STATED PROBLEM 1
According to the article about Cyril Hare, in which city and country is he located during the video call?

SELECTED EXTRACT
By Martine Jansen
Few Dutch can say that their father, grandfather or great-grandfather fought in one of the two great world wars on the European continent. But ask the average Canadian and he will tell you to have someone in the family who fought in Europe during the First and Second World War. And not as a professional soldier. No, as a draftee or even as a volunteer. Cyril Hare (71) is such a Canadian. In a special online conversation, he talks about the many veterans in his family and how important commemorating is to them.
A frozen screen and an ominous silence. It suggests that we are back in the early years of the internet. Or even worse, that we are in an inhospitable area somewhere during wartime. But nothing could be further from the truth. It is an attempt at video calling in 2020. The place of action: a comfortable living room in peacetime. Then again, one in Arnhem, Netherlands. The other in Mississauga, Canada. It’s about 11:00 am Canadian time and the zoom connection with Cyril Hare is slowly coming to life.

STATED PROBLEM 2
Gather every line of the listing below that contains the word "hair".

RECORD EXTRACTS

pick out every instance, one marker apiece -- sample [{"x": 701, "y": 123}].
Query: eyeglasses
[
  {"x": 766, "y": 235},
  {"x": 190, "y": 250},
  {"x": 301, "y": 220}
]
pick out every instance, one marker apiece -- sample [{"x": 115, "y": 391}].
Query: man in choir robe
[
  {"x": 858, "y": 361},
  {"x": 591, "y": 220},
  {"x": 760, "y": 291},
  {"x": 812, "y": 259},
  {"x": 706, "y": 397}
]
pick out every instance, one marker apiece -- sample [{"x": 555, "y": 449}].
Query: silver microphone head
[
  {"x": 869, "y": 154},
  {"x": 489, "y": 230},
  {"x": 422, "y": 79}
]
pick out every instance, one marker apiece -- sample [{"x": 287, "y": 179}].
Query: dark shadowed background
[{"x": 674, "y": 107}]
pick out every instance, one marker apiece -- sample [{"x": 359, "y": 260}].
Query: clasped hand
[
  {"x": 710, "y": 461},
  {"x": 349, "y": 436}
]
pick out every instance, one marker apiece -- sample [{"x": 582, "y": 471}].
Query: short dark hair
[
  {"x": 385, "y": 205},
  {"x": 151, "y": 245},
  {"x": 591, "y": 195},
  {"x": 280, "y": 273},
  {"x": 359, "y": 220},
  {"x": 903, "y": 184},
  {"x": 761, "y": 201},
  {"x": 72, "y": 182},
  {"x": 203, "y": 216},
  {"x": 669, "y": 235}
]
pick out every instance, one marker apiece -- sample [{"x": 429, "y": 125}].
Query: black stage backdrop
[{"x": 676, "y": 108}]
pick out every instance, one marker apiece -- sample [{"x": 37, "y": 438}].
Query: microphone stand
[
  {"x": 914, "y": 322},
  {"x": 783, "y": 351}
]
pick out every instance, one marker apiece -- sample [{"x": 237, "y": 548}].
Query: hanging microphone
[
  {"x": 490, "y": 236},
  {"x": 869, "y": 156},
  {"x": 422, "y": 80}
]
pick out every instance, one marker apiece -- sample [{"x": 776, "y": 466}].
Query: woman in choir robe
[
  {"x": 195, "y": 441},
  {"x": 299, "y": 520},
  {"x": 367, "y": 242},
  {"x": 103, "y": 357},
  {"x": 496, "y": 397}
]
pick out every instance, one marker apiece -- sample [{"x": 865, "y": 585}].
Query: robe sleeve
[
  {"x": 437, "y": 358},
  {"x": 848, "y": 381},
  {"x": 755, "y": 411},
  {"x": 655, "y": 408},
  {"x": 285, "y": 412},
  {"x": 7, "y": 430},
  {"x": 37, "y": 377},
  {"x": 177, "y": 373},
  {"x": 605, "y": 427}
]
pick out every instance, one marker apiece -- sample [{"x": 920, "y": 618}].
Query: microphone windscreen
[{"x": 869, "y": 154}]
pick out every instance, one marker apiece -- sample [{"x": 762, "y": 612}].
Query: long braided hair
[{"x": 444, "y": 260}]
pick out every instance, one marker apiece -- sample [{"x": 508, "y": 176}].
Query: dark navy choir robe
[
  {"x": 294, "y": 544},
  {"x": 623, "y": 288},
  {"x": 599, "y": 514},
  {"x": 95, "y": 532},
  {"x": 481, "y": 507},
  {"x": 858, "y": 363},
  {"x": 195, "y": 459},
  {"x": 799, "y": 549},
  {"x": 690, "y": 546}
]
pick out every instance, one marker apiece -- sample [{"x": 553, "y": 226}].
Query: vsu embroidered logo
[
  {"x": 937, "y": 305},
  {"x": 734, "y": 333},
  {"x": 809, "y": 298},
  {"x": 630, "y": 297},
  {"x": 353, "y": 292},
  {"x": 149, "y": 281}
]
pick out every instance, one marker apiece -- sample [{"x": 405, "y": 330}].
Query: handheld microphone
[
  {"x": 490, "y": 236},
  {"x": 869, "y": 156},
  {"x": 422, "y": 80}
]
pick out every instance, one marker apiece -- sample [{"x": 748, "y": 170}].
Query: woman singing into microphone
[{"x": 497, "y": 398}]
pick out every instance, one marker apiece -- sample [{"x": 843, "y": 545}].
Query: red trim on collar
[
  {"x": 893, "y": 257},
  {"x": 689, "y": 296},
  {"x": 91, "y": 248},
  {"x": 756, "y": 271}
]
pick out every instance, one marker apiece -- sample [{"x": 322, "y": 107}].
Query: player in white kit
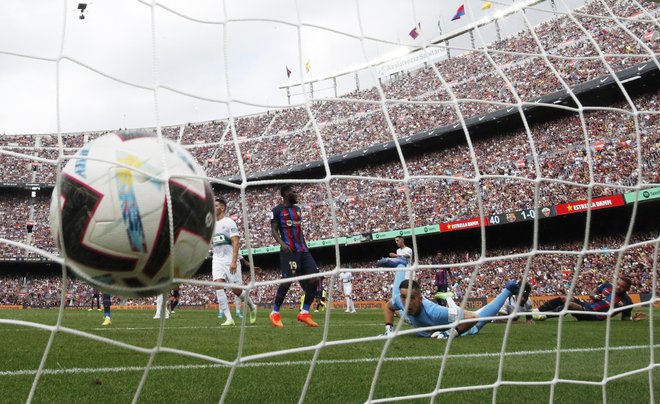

FULL OUTPUT 1
Mississauga, Canada.

FULL OUTPUT 2
Query: short dark hair
Query: long braided hair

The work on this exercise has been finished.